===== Material =====
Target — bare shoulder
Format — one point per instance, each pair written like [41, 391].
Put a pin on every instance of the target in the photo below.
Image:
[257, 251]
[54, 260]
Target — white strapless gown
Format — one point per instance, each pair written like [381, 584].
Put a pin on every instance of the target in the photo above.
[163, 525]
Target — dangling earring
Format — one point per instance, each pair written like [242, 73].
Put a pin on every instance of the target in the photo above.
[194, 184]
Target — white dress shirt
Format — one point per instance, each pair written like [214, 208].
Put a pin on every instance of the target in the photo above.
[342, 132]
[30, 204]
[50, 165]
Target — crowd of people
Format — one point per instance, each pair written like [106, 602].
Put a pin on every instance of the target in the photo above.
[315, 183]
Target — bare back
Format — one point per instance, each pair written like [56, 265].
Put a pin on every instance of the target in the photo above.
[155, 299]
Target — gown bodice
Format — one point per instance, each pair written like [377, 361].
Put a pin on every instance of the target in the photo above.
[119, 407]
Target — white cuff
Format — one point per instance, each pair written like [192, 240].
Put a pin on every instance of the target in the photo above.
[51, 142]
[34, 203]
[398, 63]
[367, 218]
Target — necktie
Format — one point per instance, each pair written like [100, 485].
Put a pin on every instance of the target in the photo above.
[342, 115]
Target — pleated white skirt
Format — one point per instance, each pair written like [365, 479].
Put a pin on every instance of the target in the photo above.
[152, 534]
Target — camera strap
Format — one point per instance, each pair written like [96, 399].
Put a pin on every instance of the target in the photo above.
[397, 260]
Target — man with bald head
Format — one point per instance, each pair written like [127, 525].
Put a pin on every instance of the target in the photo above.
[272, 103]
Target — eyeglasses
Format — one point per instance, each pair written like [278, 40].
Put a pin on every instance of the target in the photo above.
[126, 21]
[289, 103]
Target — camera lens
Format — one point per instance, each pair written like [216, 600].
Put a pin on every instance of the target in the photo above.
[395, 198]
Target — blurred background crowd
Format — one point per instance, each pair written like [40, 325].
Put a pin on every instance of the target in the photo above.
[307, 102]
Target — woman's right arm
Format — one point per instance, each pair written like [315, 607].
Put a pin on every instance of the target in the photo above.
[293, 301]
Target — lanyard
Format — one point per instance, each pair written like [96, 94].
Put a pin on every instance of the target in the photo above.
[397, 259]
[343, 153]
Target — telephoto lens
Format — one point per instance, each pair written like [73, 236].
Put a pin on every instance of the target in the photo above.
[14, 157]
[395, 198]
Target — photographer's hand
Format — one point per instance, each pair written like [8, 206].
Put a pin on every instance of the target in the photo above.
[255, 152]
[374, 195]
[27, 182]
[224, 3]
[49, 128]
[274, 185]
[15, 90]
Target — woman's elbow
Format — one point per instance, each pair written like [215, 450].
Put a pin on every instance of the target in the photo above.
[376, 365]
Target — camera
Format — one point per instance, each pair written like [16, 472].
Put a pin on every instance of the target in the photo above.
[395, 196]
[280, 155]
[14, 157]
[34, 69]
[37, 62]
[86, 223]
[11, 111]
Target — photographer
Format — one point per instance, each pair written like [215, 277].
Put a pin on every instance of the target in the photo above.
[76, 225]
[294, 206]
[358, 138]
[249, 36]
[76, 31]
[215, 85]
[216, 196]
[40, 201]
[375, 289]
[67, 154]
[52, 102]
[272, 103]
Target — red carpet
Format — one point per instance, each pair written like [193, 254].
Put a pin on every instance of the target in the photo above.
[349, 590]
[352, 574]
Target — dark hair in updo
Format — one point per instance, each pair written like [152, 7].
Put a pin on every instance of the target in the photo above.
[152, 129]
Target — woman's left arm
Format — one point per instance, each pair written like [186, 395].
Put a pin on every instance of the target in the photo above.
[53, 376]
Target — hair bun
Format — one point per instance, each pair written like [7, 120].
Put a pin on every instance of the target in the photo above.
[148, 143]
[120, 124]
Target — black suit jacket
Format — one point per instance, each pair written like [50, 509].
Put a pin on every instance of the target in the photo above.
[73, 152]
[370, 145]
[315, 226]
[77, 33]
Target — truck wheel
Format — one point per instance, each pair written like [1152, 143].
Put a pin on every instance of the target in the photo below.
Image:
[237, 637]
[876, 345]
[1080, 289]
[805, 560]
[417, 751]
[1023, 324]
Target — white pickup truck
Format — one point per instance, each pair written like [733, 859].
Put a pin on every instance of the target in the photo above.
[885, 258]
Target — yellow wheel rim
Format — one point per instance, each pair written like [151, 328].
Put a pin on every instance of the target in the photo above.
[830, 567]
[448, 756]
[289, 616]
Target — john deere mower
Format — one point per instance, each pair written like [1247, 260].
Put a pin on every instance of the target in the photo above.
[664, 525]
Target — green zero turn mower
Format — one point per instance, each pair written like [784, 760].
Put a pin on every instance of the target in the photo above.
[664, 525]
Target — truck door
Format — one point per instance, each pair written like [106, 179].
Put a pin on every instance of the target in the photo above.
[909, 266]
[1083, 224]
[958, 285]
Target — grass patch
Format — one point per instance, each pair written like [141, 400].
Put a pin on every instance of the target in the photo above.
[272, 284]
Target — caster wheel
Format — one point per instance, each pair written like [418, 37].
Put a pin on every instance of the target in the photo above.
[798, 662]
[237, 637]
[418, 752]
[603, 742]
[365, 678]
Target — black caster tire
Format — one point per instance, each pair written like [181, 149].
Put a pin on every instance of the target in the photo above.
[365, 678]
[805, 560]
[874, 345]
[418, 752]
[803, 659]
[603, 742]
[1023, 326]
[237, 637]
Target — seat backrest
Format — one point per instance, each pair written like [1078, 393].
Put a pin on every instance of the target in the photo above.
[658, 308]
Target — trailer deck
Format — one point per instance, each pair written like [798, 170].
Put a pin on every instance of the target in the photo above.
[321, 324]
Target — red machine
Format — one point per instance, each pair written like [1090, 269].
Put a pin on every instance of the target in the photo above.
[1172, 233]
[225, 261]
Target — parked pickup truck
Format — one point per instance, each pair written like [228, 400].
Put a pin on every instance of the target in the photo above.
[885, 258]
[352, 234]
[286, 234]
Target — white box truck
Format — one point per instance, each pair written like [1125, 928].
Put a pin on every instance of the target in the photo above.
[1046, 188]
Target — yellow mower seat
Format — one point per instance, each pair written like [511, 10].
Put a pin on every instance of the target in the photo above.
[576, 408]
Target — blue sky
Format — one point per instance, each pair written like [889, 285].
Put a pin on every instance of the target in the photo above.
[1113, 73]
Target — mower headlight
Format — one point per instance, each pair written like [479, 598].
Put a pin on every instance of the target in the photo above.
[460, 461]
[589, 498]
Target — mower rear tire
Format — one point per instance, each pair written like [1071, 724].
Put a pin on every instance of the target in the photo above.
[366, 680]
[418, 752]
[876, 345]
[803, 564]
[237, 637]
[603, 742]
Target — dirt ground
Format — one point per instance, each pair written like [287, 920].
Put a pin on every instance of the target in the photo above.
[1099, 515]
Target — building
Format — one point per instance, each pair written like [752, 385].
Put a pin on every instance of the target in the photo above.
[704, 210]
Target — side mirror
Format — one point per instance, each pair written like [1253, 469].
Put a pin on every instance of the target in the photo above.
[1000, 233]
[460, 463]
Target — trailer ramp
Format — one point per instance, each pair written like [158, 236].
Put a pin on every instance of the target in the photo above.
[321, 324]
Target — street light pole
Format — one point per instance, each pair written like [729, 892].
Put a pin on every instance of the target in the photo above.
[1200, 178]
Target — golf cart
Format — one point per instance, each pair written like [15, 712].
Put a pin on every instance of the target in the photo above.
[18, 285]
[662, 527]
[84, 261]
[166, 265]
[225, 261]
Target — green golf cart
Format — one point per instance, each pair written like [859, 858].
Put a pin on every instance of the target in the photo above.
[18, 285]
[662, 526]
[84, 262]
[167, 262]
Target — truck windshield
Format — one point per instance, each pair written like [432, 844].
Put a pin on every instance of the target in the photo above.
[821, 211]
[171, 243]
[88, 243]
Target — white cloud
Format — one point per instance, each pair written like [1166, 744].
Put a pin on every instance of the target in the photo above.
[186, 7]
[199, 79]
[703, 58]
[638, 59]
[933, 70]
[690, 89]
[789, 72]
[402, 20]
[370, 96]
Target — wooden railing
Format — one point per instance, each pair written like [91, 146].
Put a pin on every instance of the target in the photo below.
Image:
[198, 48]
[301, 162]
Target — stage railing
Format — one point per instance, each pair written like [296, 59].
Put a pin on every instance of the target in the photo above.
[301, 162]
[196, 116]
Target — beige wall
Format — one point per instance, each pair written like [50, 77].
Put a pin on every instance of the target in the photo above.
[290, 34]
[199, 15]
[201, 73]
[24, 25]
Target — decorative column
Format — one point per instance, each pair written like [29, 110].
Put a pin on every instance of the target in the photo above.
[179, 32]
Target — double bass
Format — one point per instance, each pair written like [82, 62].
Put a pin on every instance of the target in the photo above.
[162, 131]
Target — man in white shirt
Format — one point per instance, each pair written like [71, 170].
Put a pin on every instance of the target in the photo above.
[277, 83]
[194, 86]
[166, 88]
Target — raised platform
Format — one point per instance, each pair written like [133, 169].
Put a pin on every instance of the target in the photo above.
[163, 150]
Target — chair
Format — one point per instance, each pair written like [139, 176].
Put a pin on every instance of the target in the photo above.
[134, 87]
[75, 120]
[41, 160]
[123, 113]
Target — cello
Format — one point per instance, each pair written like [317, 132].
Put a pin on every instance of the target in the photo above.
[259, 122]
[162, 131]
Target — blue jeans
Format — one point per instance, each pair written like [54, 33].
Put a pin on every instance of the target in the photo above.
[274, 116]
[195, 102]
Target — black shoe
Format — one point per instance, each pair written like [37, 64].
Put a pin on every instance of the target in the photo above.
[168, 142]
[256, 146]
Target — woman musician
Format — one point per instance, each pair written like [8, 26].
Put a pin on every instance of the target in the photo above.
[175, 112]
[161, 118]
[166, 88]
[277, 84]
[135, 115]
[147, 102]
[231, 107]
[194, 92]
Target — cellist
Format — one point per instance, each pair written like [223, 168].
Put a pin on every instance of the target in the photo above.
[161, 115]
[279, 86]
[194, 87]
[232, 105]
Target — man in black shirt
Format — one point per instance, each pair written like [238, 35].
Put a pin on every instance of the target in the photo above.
=====
Rewrite the part of the entries that opens with the line containing "Target — woman musician" and runs to the end of the entries, offsetting every number in the answer coordinates by 97. Leave all other lines, including the sample pairs on the format lines, unchanged.

• _Task answer_:
Target — woman musician
Format — one point per instance, each pair written like [8, 26].
Put a pin on every instance of the target in the photo above.
[272, 209]
[258, 215]
[263, 185]
[374, 181]
[232, 212]
[244, 199]
[328, 204]
[291, 189]
Target — cellist
Format — one point per instance, each pair written like [223, 168].
Put a pin on every instance of the target in the photo above.
[258, 212]
[376, 183]
[291, 184]
[329, 202]
Target — man in black shirt
Format — one point per instance, each pair written like [238, 35].
Put a pin on every instance of the target in the photo above.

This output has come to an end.